#### INSTRUCTION
Carry on the recap of the 1979 PBA Tour season, starting after its final sentence.

#### SUPPLIED TEXT
This is a recap of the 1979 season for the Professional Bowlers Association (PBA) Tour.  It was the tour's 21st season, and consisted of 34 events. Following up on his eight titles a season ago, Mark Roth captured another six titles in the 1979 season, winning his third straight PBA Player of the Year award to match Earl Anthony's record of three POY crowns. Roth also averaged 221.699 during the 1979 season, to date the highest tour average in PBA history.

Joe Berardi won his first career PBA title at the BPAA U.S. Open, while Mike Aulby did the same at the Showboat PBA National Championship. Aulby's victory made him the youngest-ever winner of a PBA major event at 19 years, 83 days. He would hold this distinction until 2016, when Anthony Simonsen won the USBC Masters at age 19 years, 39 days.

#### GIVEN MATERIAL

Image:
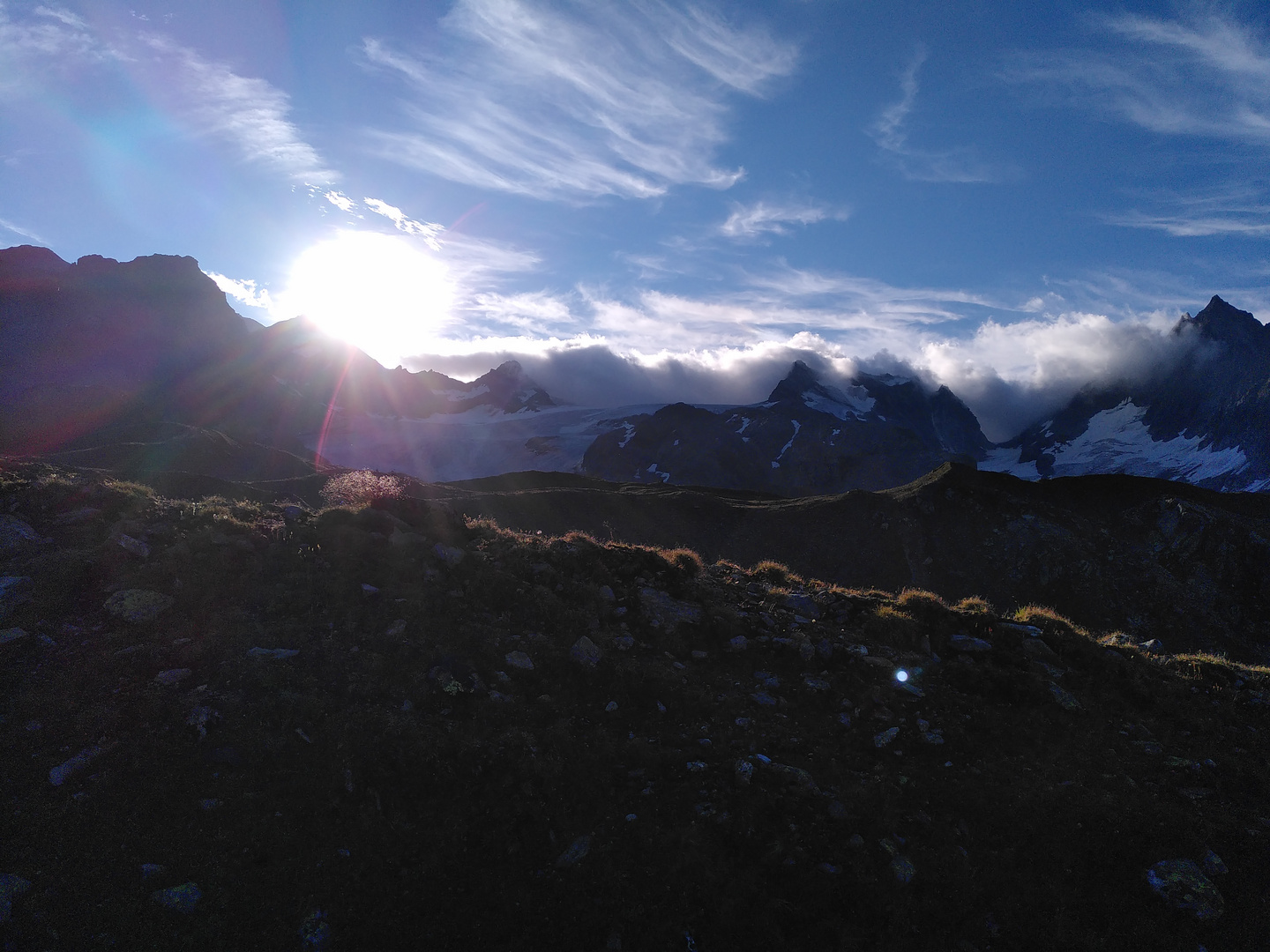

#### RESPONSE
George Pappas was the winner of the Firestone Tournament of Champions. In a rare feat, Pappas led this major tournament wire-to-wire, from opening match through to the finals.

Marshall Holman won four titles on the season. With his win at the Seattle Open, the 24-year-old became the youngest PBA player to reach the career 10-title plateau (24 years, 274 days). (Pete Weber would take over this distinction by just 27 days when he won his 10th PBA title in 1987.)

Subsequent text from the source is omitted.